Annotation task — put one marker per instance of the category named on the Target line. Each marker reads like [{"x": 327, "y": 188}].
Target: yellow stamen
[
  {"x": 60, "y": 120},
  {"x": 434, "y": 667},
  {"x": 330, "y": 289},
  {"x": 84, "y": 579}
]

* * *

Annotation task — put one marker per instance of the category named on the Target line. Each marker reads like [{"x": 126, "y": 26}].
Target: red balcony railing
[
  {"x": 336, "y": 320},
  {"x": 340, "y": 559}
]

---

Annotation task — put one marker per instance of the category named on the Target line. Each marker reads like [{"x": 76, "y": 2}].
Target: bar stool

### The problem
From the material above, copy each line that contains the word "named". Match case exactly.

### Result
Annotation task — put one marker per instance of the category named on the Target line. Each marker reads like [{"x": 327, "y": 188}].
Annotation task — put one marker per instance of the category named on the Target line. Each marker reads like [{"x": 126, "y": 26}].
Annotation task — put one marker per instance of the category named on the Target line. Each marker reads like [{"x": 76, "y": 2}].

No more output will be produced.